▶ **Instructions for the task**:
Answer these questions using the excerpt on an external gyroscope below.
(a) What does FIG. 2 show?
(b) What type of signal does the navigation software in navigator 20 receive?
(c) Which three components does navigator 20 include in addition to its navigation software?

▶ **Source**:

-- -- --

The structure and the technical means adopted by the present invention to achieve the above and other objects can be best understood by referring to the following detailed description of the preferred embodiments and the accompanying drawings, wherein

FIG. 1 schematically shows a system architecture based on which the present invention is implemented:

FIG. 2 is a hardware block diagram of an external gyroscope according to the present invention;

FIG. 3 is a flowchart showing the steps included in a method of using an external gyroscope to assist in navigation and positioning according to a first embodiment of the present invention; and

FIG. 4 is a flowchart showing the steps included in a method of using an external gyroscope to assist in navigation and positioning according to a second embodiment of the present invention.

DETAILED DESCRIPTION OF THE PREFERRED EMBODIMENTS

Please refer to FIG. 1 that schematically shows a system architecture based on which the present invention is implemented. The present invention provides an external gyroscope 10, which can be connected to and used with a currently available navigator 20 of any type. The navigator 20 is internally installed a type of navigation software for receiving a global positioning system (GPS) signal to enable correct navigation. The navigator 20 also includes a monitor, a control operator, and a voice speaker.

-- -- --

[Records of labeled points]

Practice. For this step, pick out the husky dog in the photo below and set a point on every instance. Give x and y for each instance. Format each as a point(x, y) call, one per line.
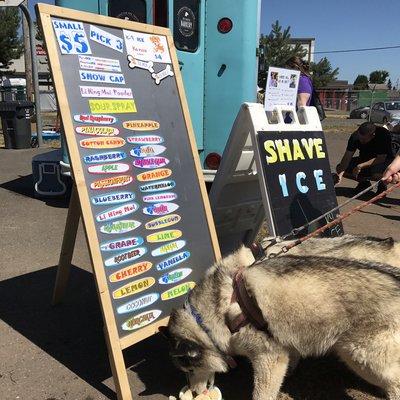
point(356, 247)
point(310, 305)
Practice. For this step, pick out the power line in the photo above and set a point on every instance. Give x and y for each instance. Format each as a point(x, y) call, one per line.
point(354, 50)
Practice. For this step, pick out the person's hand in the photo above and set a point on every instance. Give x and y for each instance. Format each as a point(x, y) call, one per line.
point(356, 170)
point(392, 175)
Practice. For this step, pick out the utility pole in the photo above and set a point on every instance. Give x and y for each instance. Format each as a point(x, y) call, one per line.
point(27, 56)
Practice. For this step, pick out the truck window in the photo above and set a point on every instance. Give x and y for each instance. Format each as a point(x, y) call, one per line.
point(160, 13)
point(186, 24)
point(128, 9)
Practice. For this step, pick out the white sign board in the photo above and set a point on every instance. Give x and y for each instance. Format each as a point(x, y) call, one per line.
point(281, 89)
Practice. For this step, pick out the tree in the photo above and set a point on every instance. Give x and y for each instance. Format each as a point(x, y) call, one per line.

-- -- --

▶ **Task solution**:
(a) A hardware block diagram of an external gyroscope.
(b) A global positioning system (GPS) signal.
(c) A monitor, a control operator, and a voice speaker.